- **WORK REQUIRED**
Restate word for word the line containing "find me the tire" and each line that follows it, through the last line below, and nothing else.

---- DATA SUPPLIED

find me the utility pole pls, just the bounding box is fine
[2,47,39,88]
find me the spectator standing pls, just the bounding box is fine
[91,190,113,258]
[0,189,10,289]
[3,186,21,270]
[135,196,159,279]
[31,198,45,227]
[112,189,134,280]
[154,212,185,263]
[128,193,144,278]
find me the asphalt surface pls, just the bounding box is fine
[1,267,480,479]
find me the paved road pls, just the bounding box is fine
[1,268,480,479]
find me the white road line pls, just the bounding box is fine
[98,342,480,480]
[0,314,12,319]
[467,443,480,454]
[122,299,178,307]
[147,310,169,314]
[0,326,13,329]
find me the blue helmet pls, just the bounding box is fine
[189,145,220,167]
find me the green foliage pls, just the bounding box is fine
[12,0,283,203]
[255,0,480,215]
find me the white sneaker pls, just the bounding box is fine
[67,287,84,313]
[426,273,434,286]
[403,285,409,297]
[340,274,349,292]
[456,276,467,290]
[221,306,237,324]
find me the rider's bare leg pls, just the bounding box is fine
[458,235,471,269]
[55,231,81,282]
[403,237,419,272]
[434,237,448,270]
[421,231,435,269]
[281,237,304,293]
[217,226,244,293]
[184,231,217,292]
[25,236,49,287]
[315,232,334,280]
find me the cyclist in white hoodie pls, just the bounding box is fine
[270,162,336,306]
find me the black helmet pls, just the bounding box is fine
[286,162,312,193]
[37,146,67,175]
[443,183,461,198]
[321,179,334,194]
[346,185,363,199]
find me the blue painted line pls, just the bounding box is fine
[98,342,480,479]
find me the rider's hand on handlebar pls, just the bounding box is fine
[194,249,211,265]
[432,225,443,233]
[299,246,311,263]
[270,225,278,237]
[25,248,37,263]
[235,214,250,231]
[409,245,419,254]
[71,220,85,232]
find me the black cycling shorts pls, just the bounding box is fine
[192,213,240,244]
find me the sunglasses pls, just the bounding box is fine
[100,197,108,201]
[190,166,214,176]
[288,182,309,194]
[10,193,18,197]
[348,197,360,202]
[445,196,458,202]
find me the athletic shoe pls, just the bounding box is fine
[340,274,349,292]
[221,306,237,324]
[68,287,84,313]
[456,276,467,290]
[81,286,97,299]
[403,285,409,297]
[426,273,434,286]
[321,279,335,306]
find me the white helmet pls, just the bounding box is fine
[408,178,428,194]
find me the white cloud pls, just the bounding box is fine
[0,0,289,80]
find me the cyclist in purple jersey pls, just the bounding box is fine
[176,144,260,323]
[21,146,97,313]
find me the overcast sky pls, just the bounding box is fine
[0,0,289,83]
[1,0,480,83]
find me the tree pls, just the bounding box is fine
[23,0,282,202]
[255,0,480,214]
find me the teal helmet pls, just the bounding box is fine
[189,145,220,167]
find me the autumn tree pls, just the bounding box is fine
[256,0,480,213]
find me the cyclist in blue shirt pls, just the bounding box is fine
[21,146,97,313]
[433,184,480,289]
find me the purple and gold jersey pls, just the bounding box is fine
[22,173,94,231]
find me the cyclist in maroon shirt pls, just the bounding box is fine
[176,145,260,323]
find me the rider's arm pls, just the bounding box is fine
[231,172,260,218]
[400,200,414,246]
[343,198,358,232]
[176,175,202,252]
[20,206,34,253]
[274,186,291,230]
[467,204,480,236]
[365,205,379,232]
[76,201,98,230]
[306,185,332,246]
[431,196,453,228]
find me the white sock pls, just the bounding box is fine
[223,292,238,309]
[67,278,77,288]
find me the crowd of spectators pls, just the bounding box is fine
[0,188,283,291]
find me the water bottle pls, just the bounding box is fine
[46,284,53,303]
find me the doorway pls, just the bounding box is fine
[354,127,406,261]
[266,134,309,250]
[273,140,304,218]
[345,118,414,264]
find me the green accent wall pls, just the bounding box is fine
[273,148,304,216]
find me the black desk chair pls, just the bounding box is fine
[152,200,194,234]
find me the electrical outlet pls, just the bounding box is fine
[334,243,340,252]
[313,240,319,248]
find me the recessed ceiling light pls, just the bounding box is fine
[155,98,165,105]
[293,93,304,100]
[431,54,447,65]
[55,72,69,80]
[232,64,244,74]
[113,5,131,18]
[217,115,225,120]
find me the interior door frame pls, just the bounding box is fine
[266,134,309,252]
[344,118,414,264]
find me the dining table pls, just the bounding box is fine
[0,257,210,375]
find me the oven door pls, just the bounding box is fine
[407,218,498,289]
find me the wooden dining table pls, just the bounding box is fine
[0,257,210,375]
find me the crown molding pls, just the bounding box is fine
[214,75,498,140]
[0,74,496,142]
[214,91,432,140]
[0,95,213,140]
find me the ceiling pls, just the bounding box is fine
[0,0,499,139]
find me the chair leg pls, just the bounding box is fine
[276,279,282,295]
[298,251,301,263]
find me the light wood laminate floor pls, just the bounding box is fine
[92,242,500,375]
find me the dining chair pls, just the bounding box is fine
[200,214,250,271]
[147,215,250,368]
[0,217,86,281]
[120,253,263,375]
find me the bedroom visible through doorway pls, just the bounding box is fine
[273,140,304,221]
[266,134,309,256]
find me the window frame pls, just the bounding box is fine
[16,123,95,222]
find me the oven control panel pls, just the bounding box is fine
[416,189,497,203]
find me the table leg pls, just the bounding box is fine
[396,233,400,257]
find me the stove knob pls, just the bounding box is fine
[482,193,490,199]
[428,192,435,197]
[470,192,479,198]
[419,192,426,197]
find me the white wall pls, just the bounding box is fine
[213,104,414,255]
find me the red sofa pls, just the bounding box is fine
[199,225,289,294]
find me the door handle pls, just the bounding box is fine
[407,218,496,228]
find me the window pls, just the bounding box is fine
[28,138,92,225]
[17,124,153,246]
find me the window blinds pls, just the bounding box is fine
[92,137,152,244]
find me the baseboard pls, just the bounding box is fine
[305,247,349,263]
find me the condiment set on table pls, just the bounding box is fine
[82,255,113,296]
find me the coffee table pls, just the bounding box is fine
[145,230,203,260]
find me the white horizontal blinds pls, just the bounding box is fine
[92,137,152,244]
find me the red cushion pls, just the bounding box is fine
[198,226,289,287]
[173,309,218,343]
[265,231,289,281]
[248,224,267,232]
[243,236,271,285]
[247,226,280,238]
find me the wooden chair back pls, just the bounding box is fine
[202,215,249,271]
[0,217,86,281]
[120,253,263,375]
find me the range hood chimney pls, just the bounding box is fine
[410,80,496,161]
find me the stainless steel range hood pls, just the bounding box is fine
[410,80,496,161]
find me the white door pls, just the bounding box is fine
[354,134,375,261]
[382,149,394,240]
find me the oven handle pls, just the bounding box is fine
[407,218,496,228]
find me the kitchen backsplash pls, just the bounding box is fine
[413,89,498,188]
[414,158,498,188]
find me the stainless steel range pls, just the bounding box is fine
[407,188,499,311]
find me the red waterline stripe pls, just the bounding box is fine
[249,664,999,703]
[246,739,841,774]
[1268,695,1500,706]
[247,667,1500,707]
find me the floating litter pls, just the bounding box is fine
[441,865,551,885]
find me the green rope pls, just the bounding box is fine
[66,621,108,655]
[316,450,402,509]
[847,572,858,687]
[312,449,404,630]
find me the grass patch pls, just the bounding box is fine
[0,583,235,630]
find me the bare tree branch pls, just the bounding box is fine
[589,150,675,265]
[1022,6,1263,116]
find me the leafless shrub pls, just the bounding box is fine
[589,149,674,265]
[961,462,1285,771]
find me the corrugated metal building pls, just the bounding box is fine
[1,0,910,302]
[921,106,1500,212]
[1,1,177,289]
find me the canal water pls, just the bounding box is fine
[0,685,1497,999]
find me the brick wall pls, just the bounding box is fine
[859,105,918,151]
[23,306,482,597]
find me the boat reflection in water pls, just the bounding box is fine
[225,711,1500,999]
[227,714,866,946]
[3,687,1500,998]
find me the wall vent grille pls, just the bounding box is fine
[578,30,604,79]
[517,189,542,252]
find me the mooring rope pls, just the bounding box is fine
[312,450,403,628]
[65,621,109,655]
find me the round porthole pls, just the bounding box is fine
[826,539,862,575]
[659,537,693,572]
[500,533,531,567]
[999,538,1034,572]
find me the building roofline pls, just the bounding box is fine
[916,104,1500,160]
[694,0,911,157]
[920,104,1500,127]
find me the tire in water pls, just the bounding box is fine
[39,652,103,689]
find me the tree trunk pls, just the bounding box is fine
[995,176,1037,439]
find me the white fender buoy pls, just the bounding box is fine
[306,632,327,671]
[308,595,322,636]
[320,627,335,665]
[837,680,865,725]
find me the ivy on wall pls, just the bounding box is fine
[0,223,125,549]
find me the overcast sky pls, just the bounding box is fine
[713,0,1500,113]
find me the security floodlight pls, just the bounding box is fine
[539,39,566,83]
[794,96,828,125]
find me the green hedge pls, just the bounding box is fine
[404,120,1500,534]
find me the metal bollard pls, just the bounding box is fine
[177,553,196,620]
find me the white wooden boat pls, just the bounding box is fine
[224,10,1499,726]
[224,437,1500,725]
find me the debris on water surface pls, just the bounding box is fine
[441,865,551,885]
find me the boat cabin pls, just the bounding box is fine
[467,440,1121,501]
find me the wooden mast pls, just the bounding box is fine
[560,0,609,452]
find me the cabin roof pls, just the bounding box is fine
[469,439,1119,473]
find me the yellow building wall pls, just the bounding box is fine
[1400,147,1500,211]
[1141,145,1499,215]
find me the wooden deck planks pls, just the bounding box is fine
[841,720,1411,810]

--------

- **EXERCISE ANSWER**
find me the tire in water pls, just the bounding box is fine
[39,652,103,689]
find me the tree trunk pls, just the bounding box is fine
[995,176,1037,439]
find me the white fender buoy pls, just the bounding box is fine
[306,632,327,671]
[308,595,322,636]
[320,627,335,665]
[837,680,865,725]
find me the ivy on wall pls, just the bounding box is fine
[0,223,125,549]
find me the overcast sky pls, just the bounding box is fine
[713,0,1500,113]
find me the security floodlight pls, just the bounding box is fine
[539,39,566,83]
[794,96,828,125]
find me the green hedge pls, just the bounding box is fine
[404,120,1500,534]
find me the metal bollard pls, just the bounding box is fine
[177,553,196,620]
find me the white wooden boat pls, just the bounding box is fine
[224,10,1499,726]
[224,437,1500,725]
find me the debris on water surface pls, just the bounding box is fine
[441,865,551,885]
find me the boat cabin pls, just the bounding box is fine
[467,440,1121,501]
find me the wooden mast pls, just the bounding box is fine
[560,0,609,452]
find me the cabin roof pls, just the bounding box is fine
[469,439,1119,473]
find me the yellow building wall pls, just the bounding box is fine
[1400,147,1500,211]
[1141,145,1499,215]
find me the wooden deck planks pls, just the bounding box is fine
[841,720,1411,810]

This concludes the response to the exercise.